### Problem to solve
Reproduce the lines of the material exactly, excluding every image.

********************

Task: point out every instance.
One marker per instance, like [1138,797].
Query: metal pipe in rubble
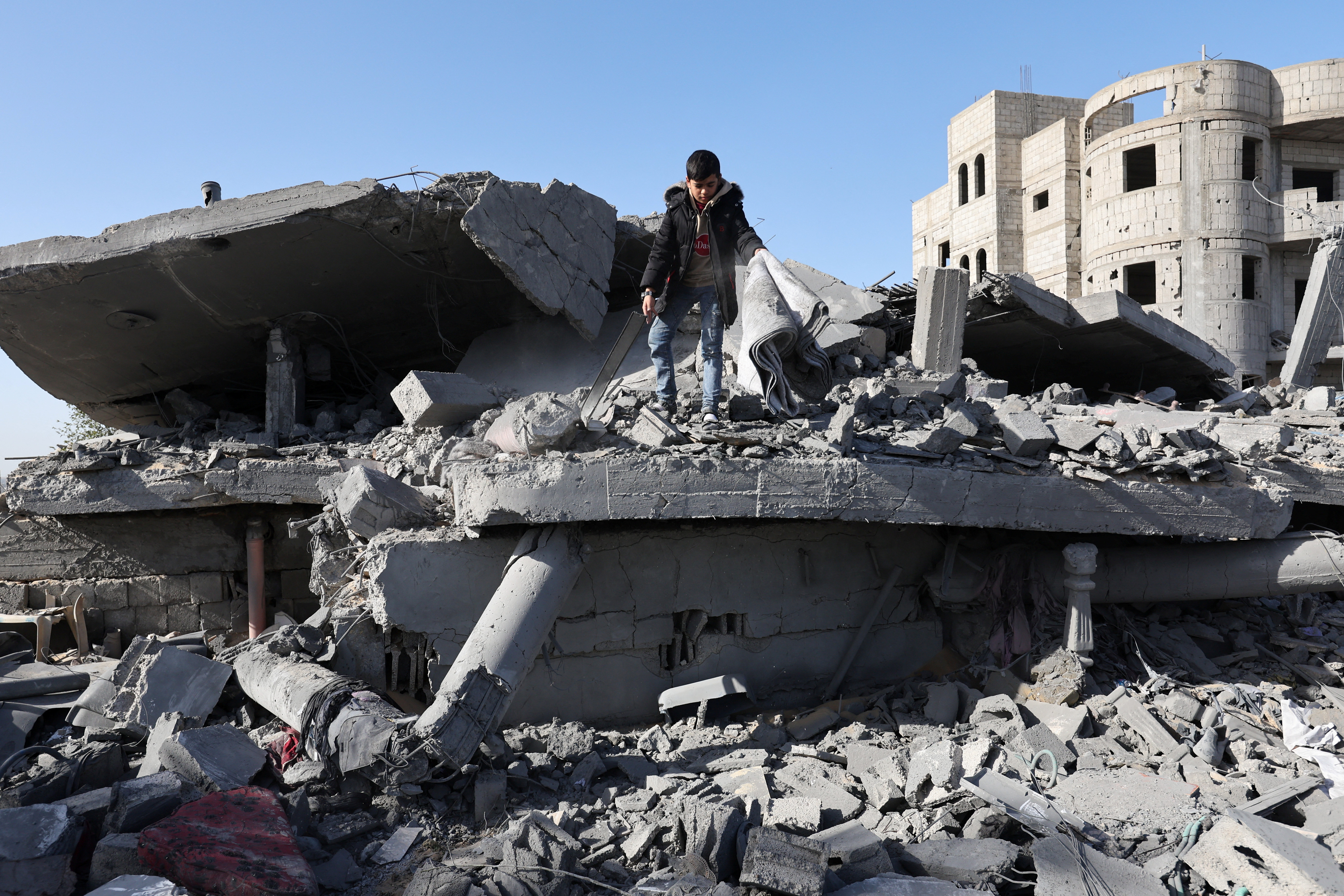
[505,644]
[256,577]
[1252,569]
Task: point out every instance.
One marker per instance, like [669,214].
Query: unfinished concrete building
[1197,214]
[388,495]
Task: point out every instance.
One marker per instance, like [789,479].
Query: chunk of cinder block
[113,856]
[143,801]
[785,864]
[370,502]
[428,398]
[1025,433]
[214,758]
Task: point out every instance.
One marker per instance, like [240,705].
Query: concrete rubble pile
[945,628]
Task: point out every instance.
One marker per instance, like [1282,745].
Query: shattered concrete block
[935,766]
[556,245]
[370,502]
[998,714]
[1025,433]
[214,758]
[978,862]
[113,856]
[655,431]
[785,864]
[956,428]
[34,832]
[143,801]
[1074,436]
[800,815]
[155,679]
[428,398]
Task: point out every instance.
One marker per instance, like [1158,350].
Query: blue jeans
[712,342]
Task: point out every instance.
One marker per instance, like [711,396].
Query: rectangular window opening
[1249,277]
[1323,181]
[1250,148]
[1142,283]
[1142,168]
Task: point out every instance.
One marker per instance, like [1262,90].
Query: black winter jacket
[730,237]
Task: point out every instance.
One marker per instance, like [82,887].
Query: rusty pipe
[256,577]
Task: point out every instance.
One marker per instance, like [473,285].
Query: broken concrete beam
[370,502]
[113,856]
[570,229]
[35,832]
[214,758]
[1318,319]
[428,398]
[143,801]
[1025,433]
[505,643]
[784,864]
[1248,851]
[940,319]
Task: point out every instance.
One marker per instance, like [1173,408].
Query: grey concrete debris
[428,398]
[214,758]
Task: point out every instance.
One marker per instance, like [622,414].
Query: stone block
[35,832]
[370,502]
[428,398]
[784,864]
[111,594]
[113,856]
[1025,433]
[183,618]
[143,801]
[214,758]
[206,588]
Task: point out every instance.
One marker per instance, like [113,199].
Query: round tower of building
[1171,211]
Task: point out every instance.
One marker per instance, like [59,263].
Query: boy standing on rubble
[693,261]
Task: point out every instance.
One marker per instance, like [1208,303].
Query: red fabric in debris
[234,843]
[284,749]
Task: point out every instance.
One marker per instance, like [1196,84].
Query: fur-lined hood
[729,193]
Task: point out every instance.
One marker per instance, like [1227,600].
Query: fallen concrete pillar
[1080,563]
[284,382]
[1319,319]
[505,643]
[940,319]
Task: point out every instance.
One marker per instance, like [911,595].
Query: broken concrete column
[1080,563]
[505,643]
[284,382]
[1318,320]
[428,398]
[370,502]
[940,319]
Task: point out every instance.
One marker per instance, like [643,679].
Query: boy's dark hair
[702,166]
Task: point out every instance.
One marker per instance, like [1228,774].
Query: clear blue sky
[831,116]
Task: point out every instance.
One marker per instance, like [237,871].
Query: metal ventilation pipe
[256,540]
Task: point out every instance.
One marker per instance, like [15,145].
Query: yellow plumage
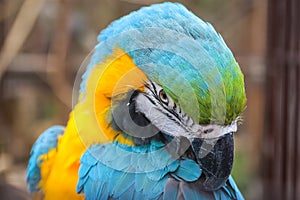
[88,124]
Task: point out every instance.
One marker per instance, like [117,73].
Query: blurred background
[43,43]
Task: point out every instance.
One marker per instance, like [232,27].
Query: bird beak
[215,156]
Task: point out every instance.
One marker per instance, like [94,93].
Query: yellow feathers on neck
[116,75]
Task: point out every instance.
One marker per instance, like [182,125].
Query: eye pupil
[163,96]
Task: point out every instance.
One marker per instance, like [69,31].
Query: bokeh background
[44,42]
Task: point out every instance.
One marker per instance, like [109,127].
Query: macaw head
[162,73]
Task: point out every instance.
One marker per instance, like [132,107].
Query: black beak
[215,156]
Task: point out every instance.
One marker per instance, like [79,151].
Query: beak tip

********************

### Task result
Task: point out every instance.
One marker per instance, like [1138,797].
Query: metal pipe in rubble
[505,644]
[256,577]
[1252,569]
Task: point out every instance.
One marker per instance, like [669,214].
Query: unfinished concrete building
[1197,214]
[388,495]
Task: point out every instance.
One marker per instance, like [789,479].
Query: chunk of cinder block
[113,856]
[143,801]
[785,864]
[370,502]
[428,398]
[1025,433]
[214,758]
Task: point out every instance.
One marker per instance, like [240,705].
Query: concrete rubble pile
[945,628]
Task: point out every instance.
One marker per instance, like [1282,745].
Query: shattered concrete block
[935,766]
[556,245]
[370,502]
[998,714]
[1025,433]
[214,758]
[978,862]
[113,856]
[655,431]
[785,864]
[956,428]
[34,832]
[143,801]
[1074,436]
[800,815]
[155,679]
[428,398]
Task: point out every instance.
One marker per instance, like [1158,350].
Query: blue jeans
[712,342]
Task: point out every instance.
One marker per instance, like [711,396].
Query: rectangular window opening
[1249,277]
[1323,181]
[1250,148]
[1142,283]
[1142,168]
Task: point out every instance.
One marker per instance, like [1262,90].
Query: black winter jacket
[730,237]
Task: point out every instance.
One marker per instance, like [82,887].
Query: rusty pipe
[256,577]
Task: point out every instance.
One marker per instance, like [473,285].
Query: broken concrete beam
[370,502]
[113,856]
[570,229]
[35,832]
[214,758]
[1318,319]
[428,398]
[143,801]
[1025,433]
[505,643]
[784,864]
[1248,851]
[940,319]
Task: point out every instance.
One marker per instance, like [1173,408].
Query: grey concrete debris
[428,398]
[214,758]
Task: point out every instance.
One marker per instance, like [622,414].
Query: stone block
[35,832]
[370,502]
[428,398]
[784,864]
[111,594]
[113,856]
[1025,433]
[183,618]
[143,801]
[214,758]
[206,588]
Task: point out every instance.
One marker per instance, like [113,199].
Query: round tower of building
[1171,211]
Task: point out every instance.
One marker per instance, like [59,263].
Query: boy standing on rubble
[693,261]
Task: point out every instance.
One marker per instance, like [1208,303].
Query: red fabric in debris
[234,843]
[284,749]
Task: point out every instance.
One marker per instance, like [1196,84].
Query: fur-lined hood
[729,193]
Task: point out every instance.
One marker per instance, like [1227,600].
Query: fallen concrete pillar
[1080,563]
[284,382]
[1319,319]
[505,643]
[940,319]
Task: point out every instance.
One marker per instance, like [911,595].
Query: broken concrete column
[1080,563]
[505,643]
[284,382]
[1318,320]
[428,398]
[370,502]
[940,319]
Task: point out every instance.
One marker per instance, like [643,679].
Query: boy's dark hair
[702,166]
Task: point out every instance.
One marker per instance, like [1228,774].
Query: clear blue sky
[831,116]
Task: point out every instance.
One marker per instance, like [237,871].
Query: metal ventilation pipe
[256,540]
Task: point out every instance.
One marker per instance, like [15,145].
Query: yellow plumage
[88,124]
Task: point out every instance.
One marker per instance, like [117,73].
Query: blurred background
[43,43]
Task: point out every instance.
One marker per instance, like [232,27].
Query: bird beak
[215,156]
Task: point out every instance.
One marker per instance, like [94,93].
Query: yellow feathers on neck
[116,75]
Task: point out every instance.
One marker per instance, like [182,125].
Query: eye pupil
[163,96]
Task: point out every instance.
One marker per instance, like [69,31].
Query: bokeh background
[44,42]
Task: point out every instance.
One marker per instance, like [109,127].
Query: macaw head
[162,73]
Task: point out every instance.
One marker per instance, like [132,107].
Query: black beak
[215,156]
Task: point out every instance.
One marker per instance, like [79,151].
Query: beak tip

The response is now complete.